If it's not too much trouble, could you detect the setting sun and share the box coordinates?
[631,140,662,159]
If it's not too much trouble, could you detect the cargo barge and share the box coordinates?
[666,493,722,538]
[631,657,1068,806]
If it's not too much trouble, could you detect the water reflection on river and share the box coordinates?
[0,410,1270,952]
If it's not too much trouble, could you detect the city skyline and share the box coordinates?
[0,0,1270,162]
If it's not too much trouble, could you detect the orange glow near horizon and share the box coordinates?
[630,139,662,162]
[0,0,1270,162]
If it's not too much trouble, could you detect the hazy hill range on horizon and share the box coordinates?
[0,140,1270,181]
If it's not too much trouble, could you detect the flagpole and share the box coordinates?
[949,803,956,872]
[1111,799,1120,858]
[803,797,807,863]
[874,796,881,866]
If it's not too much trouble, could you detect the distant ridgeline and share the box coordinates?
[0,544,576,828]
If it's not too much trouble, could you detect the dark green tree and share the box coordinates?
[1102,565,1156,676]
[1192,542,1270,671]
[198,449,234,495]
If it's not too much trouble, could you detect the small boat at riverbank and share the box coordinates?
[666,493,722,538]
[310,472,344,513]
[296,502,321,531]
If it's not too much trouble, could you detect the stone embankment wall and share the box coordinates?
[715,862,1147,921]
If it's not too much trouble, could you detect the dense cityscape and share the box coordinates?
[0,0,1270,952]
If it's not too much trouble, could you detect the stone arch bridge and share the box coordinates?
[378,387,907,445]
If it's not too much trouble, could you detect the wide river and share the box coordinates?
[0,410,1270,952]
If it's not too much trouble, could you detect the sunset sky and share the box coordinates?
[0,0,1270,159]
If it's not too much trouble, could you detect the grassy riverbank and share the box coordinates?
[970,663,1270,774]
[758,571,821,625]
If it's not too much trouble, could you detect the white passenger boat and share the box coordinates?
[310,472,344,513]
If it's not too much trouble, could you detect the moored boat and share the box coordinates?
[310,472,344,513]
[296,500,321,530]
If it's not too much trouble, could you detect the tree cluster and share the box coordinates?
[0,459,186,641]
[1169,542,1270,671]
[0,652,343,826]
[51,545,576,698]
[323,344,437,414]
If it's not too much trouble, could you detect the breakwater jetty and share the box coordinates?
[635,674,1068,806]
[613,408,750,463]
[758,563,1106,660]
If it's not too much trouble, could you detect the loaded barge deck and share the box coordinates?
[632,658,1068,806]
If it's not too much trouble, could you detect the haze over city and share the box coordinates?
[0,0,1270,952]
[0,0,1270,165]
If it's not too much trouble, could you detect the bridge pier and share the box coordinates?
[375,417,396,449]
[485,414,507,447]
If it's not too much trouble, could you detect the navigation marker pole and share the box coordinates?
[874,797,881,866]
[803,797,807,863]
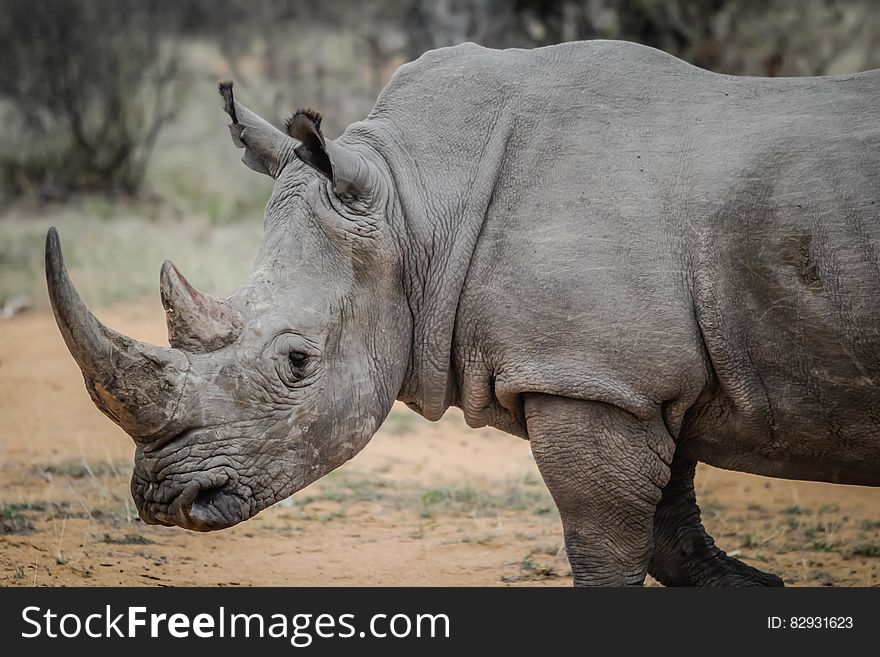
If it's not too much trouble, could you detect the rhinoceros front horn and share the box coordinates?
[46,228,189,442]
[159,260,242,353]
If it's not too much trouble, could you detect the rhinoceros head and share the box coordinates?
[46,83,412,531]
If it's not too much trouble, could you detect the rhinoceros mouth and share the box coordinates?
[139,478,252,532]
[186,486,250,532]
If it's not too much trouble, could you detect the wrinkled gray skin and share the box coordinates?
[47,41,880,585]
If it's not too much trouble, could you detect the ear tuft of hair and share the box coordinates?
[284,107,324,142]
[218,80,238,123]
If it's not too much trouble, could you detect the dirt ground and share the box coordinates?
[0,301,880,586]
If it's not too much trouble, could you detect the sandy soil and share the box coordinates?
[0,302,880,586]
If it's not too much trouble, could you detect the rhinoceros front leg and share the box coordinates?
[648,455,782,586]
[525,395,675,586]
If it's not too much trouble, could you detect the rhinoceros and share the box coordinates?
[46,41,880,585]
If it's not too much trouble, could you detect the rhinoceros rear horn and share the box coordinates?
[46,228,188,441]
[220,82,297,178]
[159,260,242,352]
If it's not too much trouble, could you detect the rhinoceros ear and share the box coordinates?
[220,82,296,178]
[285,109,371,199]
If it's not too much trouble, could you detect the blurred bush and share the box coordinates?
[0,0,880,205]
[0,0,177,199]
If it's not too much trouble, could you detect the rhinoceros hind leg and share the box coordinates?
[648,456,783,586]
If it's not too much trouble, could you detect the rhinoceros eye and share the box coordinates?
[287,350,309,372]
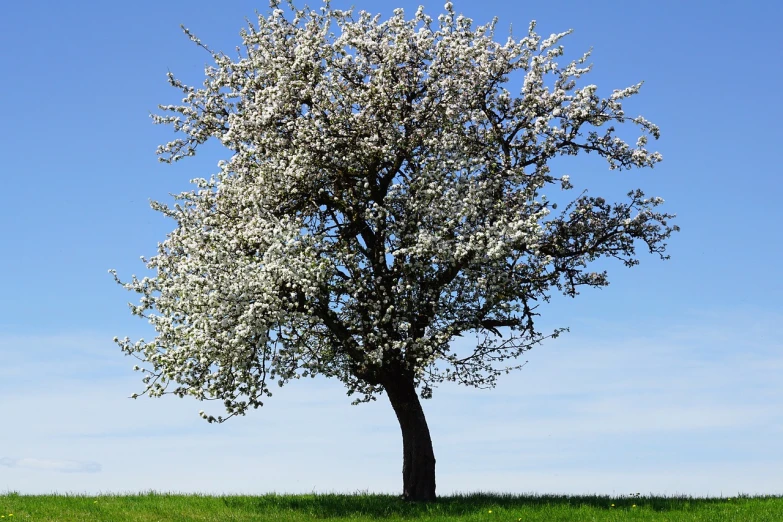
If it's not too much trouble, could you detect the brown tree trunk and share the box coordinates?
[383,375,435,502]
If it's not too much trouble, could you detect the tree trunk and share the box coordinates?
[383,376,435,502]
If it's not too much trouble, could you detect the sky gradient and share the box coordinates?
[0,0,783,496]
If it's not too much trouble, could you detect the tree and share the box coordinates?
[114,0,677,501]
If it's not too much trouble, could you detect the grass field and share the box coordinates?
[0,493,783,522]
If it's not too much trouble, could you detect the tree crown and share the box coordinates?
[115,0,677,421]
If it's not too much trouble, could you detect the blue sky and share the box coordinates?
[0,0,783,496]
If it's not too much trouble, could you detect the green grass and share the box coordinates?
[0,493,783,522]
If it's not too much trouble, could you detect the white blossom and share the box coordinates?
[112,0,676,422]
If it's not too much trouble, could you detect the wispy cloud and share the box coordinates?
[0,457,101,473]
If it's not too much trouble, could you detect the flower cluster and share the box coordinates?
[115,0,676,421]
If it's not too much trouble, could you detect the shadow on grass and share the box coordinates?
[216,493,778,518]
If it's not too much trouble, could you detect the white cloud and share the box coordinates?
[0,306,783,495]
[0,457,101,473]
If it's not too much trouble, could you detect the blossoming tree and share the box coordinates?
[115,0,677,501]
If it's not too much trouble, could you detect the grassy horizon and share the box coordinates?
[0,491,783,522]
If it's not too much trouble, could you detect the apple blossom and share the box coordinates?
[114,0,677,500]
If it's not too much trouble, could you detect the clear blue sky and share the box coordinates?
[0,0,783,495]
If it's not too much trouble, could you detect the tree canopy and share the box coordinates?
[115,0,677,497]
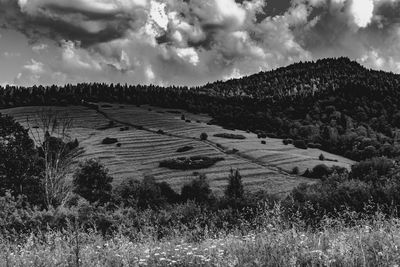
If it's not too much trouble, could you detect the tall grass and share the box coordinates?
[0,206,400,267]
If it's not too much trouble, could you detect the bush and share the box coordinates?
[282,139,293,146]
[257,133,267,139]
[225,169,244,199]
[101,137,118,145]
[72,159,113,203]
[292,166,300,175]
[307,143,322,149]
[293,140,307,149]
[160,156,224,170]
[176,146,193,153]
[350,157,395,181]
[181,175,211,203]
[157,129,165,134]
[200,133,208,141]
[310,164,331,179]
[214,133,246,140]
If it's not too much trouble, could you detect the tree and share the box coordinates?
[0,113,43,205]
[225,169,244,199]
[73,159,113,203]
[27,109,79,207]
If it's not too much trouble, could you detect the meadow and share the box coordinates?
[0,206,400,267]
[2,103,353,195]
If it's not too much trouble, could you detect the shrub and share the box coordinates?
[311,164,331,179]
[181,175,211,203]
[350,157,395,181]
[101,137,118,145]
[282,138,293,145]
[307,143,322,149]
[293,140,307,149]
[73,159,113,203]
[257,133,267,139]
[225,148,239,155]
[176,146,193,153]
[200,133,208,141]
[225,169,244,199]
[214,133,246,140]
[160,156,224,170]
[292,166,300,175]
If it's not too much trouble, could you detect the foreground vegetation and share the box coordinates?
[0,206,400,266]
[0,59,400,266]
[0,58,400,161]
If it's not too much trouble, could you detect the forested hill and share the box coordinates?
[205,58,400,99]
[0,58,400,160]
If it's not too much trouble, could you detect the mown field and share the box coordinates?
[0,103,353,194]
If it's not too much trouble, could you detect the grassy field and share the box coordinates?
[1,103,353,197]
[0,209,400,267]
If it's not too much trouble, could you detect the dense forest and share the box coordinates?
[0,58,400,160]
[0,58,400,266]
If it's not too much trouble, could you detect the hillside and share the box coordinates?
[2,103,353,194]
[0,58,400,161]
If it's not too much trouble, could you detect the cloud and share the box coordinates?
[0,0,400,85]
[32,44,49,53]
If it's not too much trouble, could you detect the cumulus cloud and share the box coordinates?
[0,0,400,85]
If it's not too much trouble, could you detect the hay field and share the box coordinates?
[0,103,352,194]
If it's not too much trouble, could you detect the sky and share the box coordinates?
[0,0,400,86]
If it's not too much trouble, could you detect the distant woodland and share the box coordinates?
[0,58,400,161]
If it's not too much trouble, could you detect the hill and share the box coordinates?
[0,58,400,161]
[1,103,353,197]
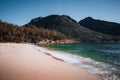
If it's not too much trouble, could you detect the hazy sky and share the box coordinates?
[0,0,120,25]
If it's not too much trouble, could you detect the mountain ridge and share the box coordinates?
[25,15,120,42]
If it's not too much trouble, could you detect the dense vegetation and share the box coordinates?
[26,15,120,42]
[79,17,120,36]
[0,21,67,43]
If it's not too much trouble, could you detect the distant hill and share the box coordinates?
[25,15,120,42]
[79,17,120,36]
[0,21,68,43]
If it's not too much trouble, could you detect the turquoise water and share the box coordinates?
[48,42,120,80]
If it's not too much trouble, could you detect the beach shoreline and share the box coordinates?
[0,43,102,80]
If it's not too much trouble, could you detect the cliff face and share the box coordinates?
[79,17,120,36]
[25,15,118,42]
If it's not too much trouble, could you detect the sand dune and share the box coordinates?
[0,43,101,80]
_ _ _
> **WRITTEN REQUEST**: All lines from the one containing "distant hill and share the box coordinates?" through the final line of the listing above are to be reproduced exactly; include both and add nothing.

> **WRITTEN ANSWER**:
If it's not too much trouble, could you detect the distant hill and share the box coordinates?
[25,15,120,42]
[79,17,120,36]
[0,21,68,43]
If it's not too much trouble, could you detect the turquoise water and share the box coordinates?
[48,42,120,80]
If it's not too much trouble, could you detect the beach shoreline and share the box coordinates?
[0,43,102,80]
If it's not too much trouble, could you detect the cliff face and share the box coordinates?
[79,17,120,36]
[25,15,118,42]
If it's not too much trouble, could you detect the sand dune and share the box coordinates?
[0,43,101,80]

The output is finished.